* Requirement:
From the Banyat Bantadtan biography below, pull out everything from "Banyat Bantadtan (林書清)" down to "elections until 2007.", word for word.

Banyat Bantadtan (林書清) (; , born 15 May 1942) is a Thai politician. From 2003 to 2005, he was the chairman of the Democrat Party and Leader of the Opposition against Prime Minister Thaksin Shinawatra.

Life and career 
Banyat Bantadtan was born in Kanchanadit, Surat Thani Province. A lawyer by training, he holds a Bachelor of Laws from the Faculty of Law, Thammasat University. In 1970, he became a lecturer for the Office of Accelerated Rural Development (ARD). In 1975, he was elected Member of Parliament for the first time. He was consistently re-elected in all subsequent elections until 2007.

Banyat was spokesman of the Democrat Party from 1979 to 1980. He was a cabinet member in the governments of General Prem Tinsulanonda, as deputy interior minister from 1980 to 1983, Minister in the Office of Prime Minister from 1983 to 1986, and as Minister of Science from 1986 to 1988. Under his fellow party member Prime Minister Chuan Leekpai, Banyat was Deputy Prime Minister from 1992 to 1995 and again in 2000, when he additionally led the Ministry of Interior.

Image outline annotation entries:

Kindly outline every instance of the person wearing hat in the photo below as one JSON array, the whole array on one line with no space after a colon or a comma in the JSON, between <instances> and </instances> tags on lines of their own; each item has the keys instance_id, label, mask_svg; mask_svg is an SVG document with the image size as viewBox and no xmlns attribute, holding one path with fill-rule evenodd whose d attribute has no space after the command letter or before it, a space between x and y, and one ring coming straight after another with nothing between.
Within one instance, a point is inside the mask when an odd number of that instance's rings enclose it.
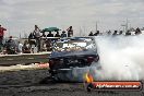
<instances>
[{"instance_id":1,"label":"person wearing hat","mask_svg":"<svg viewBox=\"0 0 144 96\"><path fill-rule=\"evenodd\" d=\"M12 36L10 36L9 40L5 43L5 48L7 48L8 55L16 53L16 44L12 39Z\"/></svg>"},{"instance_id":2,"label":"person wearing hat","mask_svg":"<svg viewBox=\"0 0 144 96\"><path fill-rule=\"evenodd\" d=\"M62 32L61 37L62 37L62 38L63 38L63 37L67 37L67 34L65 34L64 31Z\"/></svg>"}]
</instances>

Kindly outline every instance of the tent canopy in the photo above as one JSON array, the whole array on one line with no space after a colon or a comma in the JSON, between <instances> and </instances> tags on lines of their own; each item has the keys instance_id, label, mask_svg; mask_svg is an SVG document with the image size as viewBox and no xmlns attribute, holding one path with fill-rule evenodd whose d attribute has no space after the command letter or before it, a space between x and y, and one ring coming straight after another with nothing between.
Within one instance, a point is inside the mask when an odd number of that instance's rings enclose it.
<instances>
[{"instance_id":1,"label":"tent canopy","mask_svg":"<svg viewBox=\"0 0 144 96\"><path fill-rule=\"evenodd\" d=\"M60 28L58 28L58 27L48 27L48 28L44 28L41 31L41 33L45 33L45 32L58 32L58 31L60 31Z\"/></svg>"}]
</instances>

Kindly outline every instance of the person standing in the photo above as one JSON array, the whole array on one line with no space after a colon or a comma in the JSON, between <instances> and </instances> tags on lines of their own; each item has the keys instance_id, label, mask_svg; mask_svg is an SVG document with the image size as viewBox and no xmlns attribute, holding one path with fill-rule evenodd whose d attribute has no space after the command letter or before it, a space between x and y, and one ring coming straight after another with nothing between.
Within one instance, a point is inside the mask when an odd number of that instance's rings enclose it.
<instances>
[{"instance_id":1,"label":"person standing","mask_svg":"<svg viewBox=\"0 0 144 96\"><path fill-rule=\"evenodd\" d=\"M39 52L40 51L40 29L37 25L35 25L34 36L36 39L37 52Z\"/></svg>"},{"instance_id":2,"label":"person standing","mask_svg":"<svg viewBox=\"0 0 144 96\"><path fill-rule=\"evenodd\" d=\"M19 49L19 53L23 53L23 44L21 44L20 41L19 41L17 49Z\"/></svg>"},{"instance_id":3,"label":"person standing","mask_svg":"<svg viewBox=\"0 0 144 96\"><path fill-rule=\"evenodd\" d=\"M0 25L0 50L1 50L1 47L2 47L4 31L7 31L7 28L4 28L4 27L2 27L2 26Z\"/></svg>"},{"instance_id":4,"label":"person standing","mask_svg":"<svg viewBox=\"0 0 144 96\"><path fill-rule=\"evenodd\" d=\"M62 32L61 37L62 37L62 38L63 38L63 37L67 37L67 34L65 34L64 31Z\"/></svg>"},{"instance_id":5,"label":"person standing","mask_svg":"<svg viewBox=\"0 0 144 96\"><path fill-rule=\"evenodd\" d=\"M55 37L60 37L60 34L59 34L59 32L57 32L57 34L55 35Z\"/></svg>"},{"instance_id":6,"label":"person standing","mask_svg":"<svg viewBox=\"0 0 144 96\"><path fill-rule=\"evenodd\" d=\"M68 31L68 37L72 37L73 36L72 26L70 26L67 31Z\"/></svg>"},{"instance_id":7,"label":"person standing","mask_svg":"<svg viewBox=\"0 0 144 96\"><path fill-rule=\"evenodd\" d=\"M93 32L91 32L88 36L94 36Z\"/></svg>"}]
</instances>

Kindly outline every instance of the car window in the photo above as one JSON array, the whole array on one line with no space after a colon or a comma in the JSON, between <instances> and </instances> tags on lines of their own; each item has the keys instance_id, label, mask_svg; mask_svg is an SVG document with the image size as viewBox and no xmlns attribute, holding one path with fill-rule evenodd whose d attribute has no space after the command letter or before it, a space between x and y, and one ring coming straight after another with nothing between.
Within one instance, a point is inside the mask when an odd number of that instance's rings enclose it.
<instances>
[{"instance_id":1,"label":"car window","mask_svg":"<svg viewBox=\"0 0 144 96\"><path fill-rule=\"evenodd\" d=\"M92 39L79 39L79 40L59 40L55 44L55 50L77 50L77 49L91 49L95 44Z\"/></svg>"}]
</instances>

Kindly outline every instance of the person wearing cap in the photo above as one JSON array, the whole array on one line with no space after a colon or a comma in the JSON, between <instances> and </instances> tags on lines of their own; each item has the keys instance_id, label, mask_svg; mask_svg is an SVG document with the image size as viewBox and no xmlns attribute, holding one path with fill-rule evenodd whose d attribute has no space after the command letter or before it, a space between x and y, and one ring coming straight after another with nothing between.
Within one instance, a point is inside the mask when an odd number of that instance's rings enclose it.
<instances>
[{"instance_id":1,"label":"person wearing cap","mask_svg":"<svg viewBox=\"0 0 144 96\"><path fill-rule=\"evenodd\" d=\"M10 36L9 40L5 43L5 48L7 48L8 55L16 53L16 44L12 39L12 36Z\"/></svg>"},{"instance_id":2,"label":"person wearing cap","mask_svg":"<svg viewBox=\"0 0 144 96\"><path fill-rule=\"evenodd\" d=\"M7 29L0 25L0 49L2 47L2 40L3 40L3 36L4 36L4 31L7 31Z\"/></svg>"},{"instance_id":3,"label":"person wearing cap","mask_svg":"<svg viewBox=\"0 0 144 96\"><path fill-rule=\"evenodd\" d=\"M62 32L61 37L62 37L62 38L63 38L63 37L67 37L67 34L65 34L64 31Z\"/></svg>"}]
</instances>

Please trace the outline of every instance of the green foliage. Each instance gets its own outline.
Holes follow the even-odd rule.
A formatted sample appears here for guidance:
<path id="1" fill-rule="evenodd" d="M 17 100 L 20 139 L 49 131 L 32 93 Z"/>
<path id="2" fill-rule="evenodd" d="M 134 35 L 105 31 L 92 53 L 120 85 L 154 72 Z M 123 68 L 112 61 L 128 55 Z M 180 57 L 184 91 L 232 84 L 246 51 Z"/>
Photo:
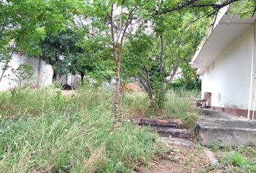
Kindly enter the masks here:
<path id="1" fill-rule="evenodd" d="M 0 93 L 2 172 L 131 172 L 160 151 L 149 128 L 114 123 L 111 92 L 59 91 L 25 89 L 17 102 Z"/>
<path id="2" fill-rule="evenodd" d="M 174 80 L 171 84 L 171 88 L 175 91 L 179 91 L 182 89 L 185 90 L 201 90 L 200 81 L 197 81 L 195 79 L 186 80 L 186 79 L 181 77 Z"/>
<path id="3" fill-rule="evenodd" d="M 21 63 L 16 69 L 12 68 L 12 72 L 14 77 L 10 79 L 21 86 L 22 84 L 29 82 L 34 74 L 34 69 L 27 63 Z"/>

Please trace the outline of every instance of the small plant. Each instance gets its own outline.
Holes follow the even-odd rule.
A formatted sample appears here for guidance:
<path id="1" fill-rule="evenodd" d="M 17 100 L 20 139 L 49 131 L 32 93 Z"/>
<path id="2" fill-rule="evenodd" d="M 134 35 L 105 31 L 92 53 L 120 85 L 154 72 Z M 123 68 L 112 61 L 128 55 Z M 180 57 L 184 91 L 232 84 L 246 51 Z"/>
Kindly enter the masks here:
<path id="1" fill-rule="evenodd" d="M 228 153 L 223 160 L 235 167 L 242 167 L 245 162 L 244 159 L 236 152 Z"/>

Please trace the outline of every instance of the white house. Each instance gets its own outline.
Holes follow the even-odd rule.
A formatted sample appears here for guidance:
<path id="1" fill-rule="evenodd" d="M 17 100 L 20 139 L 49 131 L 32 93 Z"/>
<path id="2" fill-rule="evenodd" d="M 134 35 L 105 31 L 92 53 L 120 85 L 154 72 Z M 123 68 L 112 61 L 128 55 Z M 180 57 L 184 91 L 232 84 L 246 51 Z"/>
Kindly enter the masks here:
<path id="1" fill-rule="evenodd" d="M 15 81 L 10 79 L 15 78 L 12 69 L 16 69 L 22 63 L 30 65 L 33 68 L 33 86 L 36 87 L 45 86 L 53 84 L 54 70 L 52 66 L 39 58 L 27 57 L 22 53 L 14 53 L 8 64 L 9 68 L 4 71 L 2 67 L 4 63 L 0 62 L 0 76 L 3 78 L 0 81 L 0 91 L 14 88 L 17 86 Z M 64 75 L 57 75 L 56 81 L 61 84 L 67 84 L 72 88 L 78 88 L 80 82 L 79 75 L 72 75 L 71 74 Z"/>
<path id="2" fill-rule="evenodd" d="M 12 69 L 16 69 L 22 63 L 28 64 L 33 68 L 33 79 L 35 86 L 43 86 L 52 84 L 54 71 L 51 65 L 46 63 L 41 58 L 27 58 L 22 53 L 14 53 L 8 64 L 9 68 L 4 72 L 2 69 L 4 63 L 0 63 L 0 76 L 2 75 L 3 72 L 4 73 L 0 82 L 0 91 L 13 88 L 17 85 L 9 78 L 14 78 Z"/>
<path id="3" fill-rule="evenodd" d="M 192 66 L 200 75 L 202 95 L 212 94 L 208 102 L 210 108 L 253 119 L 256 16 L 243 19 L 228 12 L 225 7 L 218 14 L 194 56 Z"/>

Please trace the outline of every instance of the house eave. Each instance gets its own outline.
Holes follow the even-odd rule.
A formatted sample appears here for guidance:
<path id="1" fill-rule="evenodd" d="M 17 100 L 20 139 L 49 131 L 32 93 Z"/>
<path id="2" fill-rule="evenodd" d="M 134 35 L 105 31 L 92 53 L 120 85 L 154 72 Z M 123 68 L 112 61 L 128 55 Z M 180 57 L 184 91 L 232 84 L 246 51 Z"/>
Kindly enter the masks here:
<path id="1" fill-rule="evenodd" d="M 255 19 L 256 17 L 244 19 L 225 13 L 202 40 L 192 60 L 192 67 L 199 69 L 198 74 L 204 73 L 233 40 L 255 23 Z"/>

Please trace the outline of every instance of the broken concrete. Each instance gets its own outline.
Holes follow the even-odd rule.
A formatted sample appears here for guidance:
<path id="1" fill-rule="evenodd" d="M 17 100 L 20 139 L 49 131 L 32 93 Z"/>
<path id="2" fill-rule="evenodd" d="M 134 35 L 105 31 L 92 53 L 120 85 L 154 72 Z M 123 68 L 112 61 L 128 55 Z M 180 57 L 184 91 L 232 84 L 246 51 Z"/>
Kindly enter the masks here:
<path id="1" fill-rule="evenodd" d="M 141 117 L 132 117 L 130 120 L 140 125 L 150 125 L 164 128 L 182 128 L 182 123 L 180 120 L 174 119 L 153 119 Z"/>
<path id="2" fill-rule="evenodd" d="M 205 146 L 256 146 L 256 122 L 203 110 L 195 128 L 198 141 Z"/>
<path id="3" fill-rule="evenodd" d="M 179 138 L 190 138 L 191 133 L 186 129 L 171 128 L 164 127 L 151 127 L 162 137 L 176 137 Z"/>

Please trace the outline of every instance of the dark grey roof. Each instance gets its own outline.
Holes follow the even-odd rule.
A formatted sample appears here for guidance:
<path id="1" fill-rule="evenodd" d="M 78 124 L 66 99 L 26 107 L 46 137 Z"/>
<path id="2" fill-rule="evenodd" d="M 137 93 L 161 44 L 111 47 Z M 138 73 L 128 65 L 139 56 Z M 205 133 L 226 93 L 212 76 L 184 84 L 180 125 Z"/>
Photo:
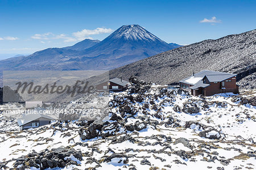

* Exercise answer:
Banyat Bantadtan (林書清) (; , born 15 May 1942) is a Thai politician. From 2003 to 2005, he was the chairman of the Democrat Party and Leader of the Opposition against Prime Minister Thaksin Shinawatra.

Life and career 
Banyat Bantadtan was born in Kanchanadit, Surat Thani Province. A lawyer by training, he holds a Bachelor of Laws from the Faculty of Law, Thammasat University. In 1970, he became a lecturer for the Office of Accelerated Rural Development (ARD). In 1975, he was elected Member of Parliament for the first time. He was consistently re-elected in all subsequent elections until 2007.